--- Begin GIVEN INFORMATION ---
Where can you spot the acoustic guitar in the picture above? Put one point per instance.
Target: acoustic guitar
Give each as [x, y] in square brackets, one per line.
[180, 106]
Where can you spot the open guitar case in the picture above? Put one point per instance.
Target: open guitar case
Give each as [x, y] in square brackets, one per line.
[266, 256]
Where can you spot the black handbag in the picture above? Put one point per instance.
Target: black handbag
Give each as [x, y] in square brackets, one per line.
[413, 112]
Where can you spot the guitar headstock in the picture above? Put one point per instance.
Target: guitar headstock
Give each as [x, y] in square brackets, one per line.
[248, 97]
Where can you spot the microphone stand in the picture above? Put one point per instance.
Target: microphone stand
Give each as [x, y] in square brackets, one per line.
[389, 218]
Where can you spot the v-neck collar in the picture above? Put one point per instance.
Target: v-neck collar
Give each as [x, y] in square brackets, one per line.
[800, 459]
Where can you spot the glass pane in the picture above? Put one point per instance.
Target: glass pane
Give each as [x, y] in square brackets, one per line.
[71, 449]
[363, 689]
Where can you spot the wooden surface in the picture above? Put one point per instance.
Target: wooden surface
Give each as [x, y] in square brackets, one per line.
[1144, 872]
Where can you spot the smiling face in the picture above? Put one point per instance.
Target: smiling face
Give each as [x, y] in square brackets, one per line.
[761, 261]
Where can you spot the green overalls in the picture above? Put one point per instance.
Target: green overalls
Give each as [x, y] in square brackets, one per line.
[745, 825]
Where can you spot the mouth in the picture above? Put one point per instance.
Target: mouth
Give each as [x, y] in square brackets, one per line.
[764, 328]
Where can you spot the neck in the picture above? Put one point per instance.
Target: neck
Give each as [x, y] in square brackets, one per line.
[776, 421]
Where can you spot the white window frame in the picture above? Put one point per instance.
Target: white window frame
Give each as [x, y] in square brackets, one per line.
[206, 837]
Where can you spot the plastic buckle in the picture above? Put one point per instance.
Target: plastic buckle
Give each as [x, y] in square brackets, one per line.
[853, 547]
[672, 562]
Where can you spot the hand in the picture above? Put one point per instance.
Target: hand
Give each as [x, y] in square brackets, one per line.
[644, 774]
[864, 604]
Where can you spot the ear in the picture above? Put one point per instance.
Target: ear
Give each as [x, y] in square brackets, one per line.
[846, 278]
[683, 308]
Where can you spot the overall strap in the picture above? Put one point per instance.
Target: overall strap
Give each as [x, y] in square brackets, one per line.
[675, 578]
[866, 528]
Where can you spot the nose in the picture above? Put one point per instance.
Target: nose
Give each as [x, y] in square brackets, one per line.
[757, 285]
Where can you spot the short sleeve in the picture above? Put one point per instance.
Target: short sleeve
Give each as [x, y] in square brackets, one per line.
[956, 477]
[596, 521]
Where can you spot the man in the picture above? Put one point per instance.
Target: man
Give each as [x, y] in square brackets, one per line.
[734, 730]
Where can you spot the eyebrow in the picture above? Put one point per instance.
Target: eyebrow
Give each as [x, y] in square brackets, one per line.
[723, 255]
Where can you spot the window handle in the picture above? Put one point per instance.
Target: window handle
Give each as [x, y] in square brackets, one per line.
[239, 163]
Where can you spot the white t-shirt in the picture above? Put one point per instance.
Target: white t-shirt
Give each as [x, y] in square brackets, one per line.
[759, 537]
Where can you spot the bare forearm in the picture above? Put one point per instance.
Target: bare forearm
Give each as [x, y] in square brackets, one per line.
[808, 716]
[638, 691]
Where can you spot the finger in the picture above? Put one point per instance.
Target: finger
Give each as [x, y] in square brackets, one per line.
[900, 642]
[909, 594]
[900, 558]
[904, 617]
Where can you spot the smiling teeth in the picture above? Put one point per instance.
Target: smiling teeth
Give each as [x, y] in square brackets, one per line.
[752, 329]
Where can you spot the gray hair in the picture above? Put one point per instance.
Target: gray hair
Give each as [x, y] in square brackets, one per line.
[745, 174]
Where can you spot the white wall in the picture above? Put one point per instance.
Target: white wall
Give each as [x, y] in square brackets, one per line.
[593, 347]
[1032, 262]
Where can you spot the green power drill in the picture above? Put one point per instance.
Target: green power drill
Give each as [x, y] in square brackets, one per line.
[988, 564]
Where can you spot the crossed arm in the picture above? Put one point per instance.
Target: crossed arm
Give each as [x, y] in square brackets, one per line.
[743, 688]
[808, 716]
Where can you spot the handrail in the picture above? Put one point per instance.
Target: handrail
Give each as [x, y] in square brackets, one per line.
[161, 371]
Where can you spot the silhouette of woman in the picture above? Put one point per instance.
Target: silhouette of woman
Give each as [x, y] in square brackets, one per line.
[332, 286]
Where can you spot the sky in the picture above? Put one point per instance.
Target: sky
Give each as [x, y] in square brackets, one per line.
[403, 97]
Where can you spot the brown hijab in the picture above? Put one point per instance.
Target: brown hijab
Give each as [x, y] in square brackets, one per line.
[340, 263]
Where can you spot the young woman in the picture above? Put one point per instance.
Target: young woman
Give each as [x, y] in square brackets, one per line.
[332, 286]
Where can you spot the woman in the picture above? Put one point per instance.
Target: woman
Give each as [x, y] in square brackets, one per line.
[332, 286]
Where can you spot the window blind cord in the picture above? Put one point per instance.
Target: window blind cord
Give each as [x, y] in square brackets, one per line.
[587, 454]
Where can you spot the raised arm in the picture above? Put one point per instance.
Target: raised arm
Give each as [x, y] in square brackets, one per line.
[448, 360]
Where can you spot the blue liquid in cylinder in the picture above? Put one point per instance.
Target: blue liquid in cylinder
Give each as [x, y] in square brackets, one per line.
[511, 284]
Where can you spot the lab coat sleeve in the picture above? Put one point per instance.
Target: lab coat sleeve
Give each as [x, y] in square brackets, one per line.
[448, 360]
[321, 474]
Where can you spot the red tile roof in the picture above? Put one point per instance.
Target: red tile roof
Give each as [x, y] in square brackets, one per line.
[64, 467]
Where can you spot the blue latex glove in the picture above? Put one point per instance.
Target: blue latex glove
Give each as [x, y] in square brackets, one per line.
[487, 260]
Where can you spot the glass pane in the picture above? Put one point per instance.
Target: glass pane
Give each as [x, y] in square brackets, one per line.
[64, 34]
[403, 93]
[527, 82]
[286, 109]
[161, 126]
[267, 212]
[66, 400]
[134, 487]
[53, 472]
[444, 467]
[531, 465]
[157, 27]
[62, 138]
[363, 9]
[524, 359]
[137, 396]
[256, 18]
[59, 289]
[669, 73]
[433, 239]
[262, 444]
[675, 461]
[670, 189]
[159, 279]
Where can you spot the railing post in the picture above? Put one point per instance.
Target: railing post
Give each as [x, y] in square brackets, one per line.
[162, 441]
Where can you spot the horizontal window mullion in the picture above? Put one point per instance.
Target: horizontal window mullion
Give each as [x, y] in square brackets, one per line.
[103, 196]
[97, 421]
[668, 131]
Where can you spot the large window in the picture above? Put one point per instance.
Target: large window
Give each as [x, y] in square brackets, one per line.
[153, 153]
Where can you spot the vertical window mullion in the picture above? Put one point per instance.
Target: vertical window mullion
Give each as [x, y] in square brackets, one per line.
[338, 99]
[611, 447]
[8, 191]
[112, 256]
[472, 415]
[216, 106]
--- End GIVEN INFORMATION ---
### AIM
Rewrite all of the items above, replacing "Give each as" with "Write each as" wherever it occurs and changing nothing else.

### WRITTEN RESPONSE
Where can you spot the acoustic guitar in the picture above? Put one point per instance.
Target: acoustic guitar
Write each as [x, y] in square brackets, one per line.
[180, 106]
Where can you spot the open guitar case in the picture above? Put one point per instance.
Target: open guitar case
Write each as [x, y] in square brackets, one per line.
[266, 256]
Where can you spot the black handbag in the picture above? Put one point per instance.
Target: black handbag
Write each as [x, y] in square brackets, one per line.
[413, 112]
Where can you spot the guitar headstock in the picture above? Put one point per instance.
Target: guitar headstock
Write each as [x, y] in square brackets, one per line.
[248, 97]
Where can you spot the microphone stand in the picture above? Put one point per instance.
Target: microphone stand
Write each as [x, y] in square brackets, one per line.
[389, 218]
Where can you spot the v-neck collar in the picture above? Put one point per instance.
Target: v-neck collar
Write each as [x, y] in square brackets, one per line.
[800, 459]
Where can you spot the glass pane in the picture above? Put one point per instance.
Target: glass pane
Write each as [x, y] in square brackets, one per line.
[71, 449]
[363, 689]
Where can you spot the wooden surface in the picture above? Put one point per instance.
Target: wooden surface
Write each as [x, y] in square brackets, one per line.
[1144, 872]
Where can you spot the smiling face in the picture above? Put one point per instance.
Target: smiling face
Write each as [x, y] in square brackets, one per line.
[761, 261]
Where can you spot the green overalls in the picture above? Put one point per instance.
Target: green overalls
Write each as [x, y] in square brackets, one per line.
[745, 825]
Where can you spot the mouth in the picture above? Put one point per instance.
Target: mouth
Write each as [x, y] in square brackets, one per line.
[764, 328]
Where can you spot the neck in the picture above? Put one point per instance.
Target: neck
Write each as [x, y] in square brackets, one per line.
[776, 421]
Where can you spot the white window frame in the picture above? Put one point per instance.
Target: white window frame
Write each as [x, y] in square brackets, one per line.
[206, 837]
Where can you spot the plastic buckle in the picture above? Put one point per instance.
Target: plastic buckle
Write each as [x, y] in square brackets, one per line.
[853, 547]
[672, 562]
Where can you spot the hand in the picture above? Put one point per instance.
Target: hand
Write each as [x, y] in square brackets, one per line.
[644, 774]
[864, 604]
Where can you spot the ear in the picture above? Put one point per instance.
Target: ear
Write each as [x, y] in square brackets, one per line.
[846, 278]
[683, 308]
Where can you spot the overall strap in the picture above? Put one point per instance.
Target: overall strap
Write each as [x, y] in square brackets, one per line.
[675, 578]
[866, 528]
Where can you spot the nose in the picture above? Put one point per instance.
Target: nose
Write each as [x, y] in square brackets, one per line.
[757, 285]
Where can you spot the short sleeve in the picture above? Put one point per instance.
Target: short sleeve
Write each as [x, y] in square brackets, one per line.
[956, 477]
[596, 521]
Where can you spot the man in the picture above? Put one point per instance.
Target: man
Write each as [x, y] in square brackets, one per line.
[734, 730]
Where can you spot the eyebrow in the picture above? Put one point per instance.
Target: eyebrow
Write each as [x, y] in square brackets, one per line.
[723, 255]
Where can you spot the window handle in the picture above? Put one point per instance.
Target: window handle
Write each as [x, y] in square brackets, one per line.
[239, 163]
Where can you spot the white t-shirt in the picture above? Put one point per instance.
Target: white t-shirt
Write each as [x, y] in square brackets, one per line.
[759, 537]
Where can you spot the bare forearm in the picture above? Put one point per instance.
Target: bare forearm
Write each as [x, y] in square brackets, one per line.
[808, 716]
[638, 691]
Where can you spot the finger in the picture above? Put one point per instance.
Target: finger
Write each as [x, y] in square brackets, one per line.
[900, 642]
[909, 594]
[900, 558]
[904, 617]
Where can you spot the smiling teeth in the picture above? Put one point per instance.
Target: smiling teeth
Write each as [x, y] in square brackets, one per line.
[752, 329]
Where can you spot the gray hair in the picture above? Put one point per instance.
Target: gray hair
Write each as [x, y] in square brackets, one per line.
[745, 174]
Where can you spot the white wall in the picture above? Put one point per instance.
Target: white wall
Write each as [x, y] in square brackets, one per line.
[593, 347]
[1032, 262]
Where can you spot the green power drill in the picture above? Put one point per instance.
Target: green power drill
Write each as [x, y] in square brackets, one per line.
[988, 564]
Where can you spot the crossed arm in the picture above? Put one point per instance.
Target: crossed arm
Write each as [x, y] in square brackets, one per line.
[743, 688]
[808, 716]
Where can you spot the handrail in the picture above? Put one point per instance.
Target: handrail
Write each as [x, y] in square brackets, one per line.
[161, 371]
Where can you spot the silhouette of woman in the picture above? Put one point per instance.
Target: silhouette of woman
Write each as [x, y] in square brackets, one per line.
[332, 286]
Where can you spot the sky in the picture above? Put one point per instance.
Target: sky
Write each as [x, y] in square brackets, one per line.
[403, 97]
Where can you spot the brown hijab in the picture above? Put one point per instance.
Target: brown hijab
Write each as [x, y] in square brackets, one per line.
[340, 263]
Where can you spot the young woman in the picture above? Put one point per instance.
Target: young woman
Write each as [x, y] in square brackets, one per line.
[332, 286]
Where can you spot the woman in the picture above? Put one point per instance.
Target: woman
Write each as [x, y] in square brackets, one per line.
[332, 286]
Where can you spot the window blind cord in the picture above? Put one point per instance.
Target: window blind cord
Write each as [x, y] in square brackets, one per line.
[587, 454]
Where can you spot the raised arm in the picture above? Put one point per instance.
Target: raised arm
Write each as [x, y] in square brackets, one per line.
[448, 360]
Where can you spot the blue liquid in cylinder in the picture above? Put one point per instance.
Target: blue liquid in cylinder
Write each as [x, y] in square brackets, one per line.
[511, 284]
Where can you spot the lab coat sleeve in the picture above? Put one point per instance.
Target: lab coat sleeve
Write each as [x, y] in square brackets, one per line.
[448, 360]
[321, 474]
Where can you spot the red tile roof in the picture above? Put one point per instance.
Target: red tile roof
Write each as [x, y] in square brackets, one per line.
[64, 467]
Where can you spot the blue latex glove in the picture above? Put one point per instance.
Target: blue latex glove
Write each as [x, y] in square brackets, one per line.
[487, 260]
Where can you spot the glass pane in the picture above? Put one point per instance.
Target: glass pane
Write each as [x, y] in square brackets, one per line.
[64, 34]
[403, 93]
[527, 82]
[286, 109]
[161, 126]
[267, 212]
[66, 400]
[134, 487]
[53, 472]
[444, 467]
[531, 465]
[157, 27]
[62, 138]
[363, 9]
[524, 359]
[137, 396]
[256, 18]
[59, 289]
[669, 73]
[433, 239]
[262, 444]
[675, 461]
[670, 189]
[159, 279]
Where can you spot the railing post in the picture above? Put one point per instance.
Target: railing post
Write each as [x, y] in square brackets, one per line.
[162, 441]
Where can you spot the horizontal window mullion in the picture above? Put one point per instance.
Target: horizontal window mullion
Write each as [x, y] in square brackets, one per line.
[103, 196]
[97, 421]
[668, 131]
Where can you spot the large window in the picture above? Put one point per instance.
Target: large window
Write each as [x, y] in square brackets, one per line.
[153, 153]
Where can you spot the vertical window mullion in the picture above? Put one point per instance.
Target: vertical window mullion
Write each as [x, y] in square brackets, one per line.
[338, 99]
[611, 447]
[8, 191]
[112, 256]
[472, 415]
[216, 106]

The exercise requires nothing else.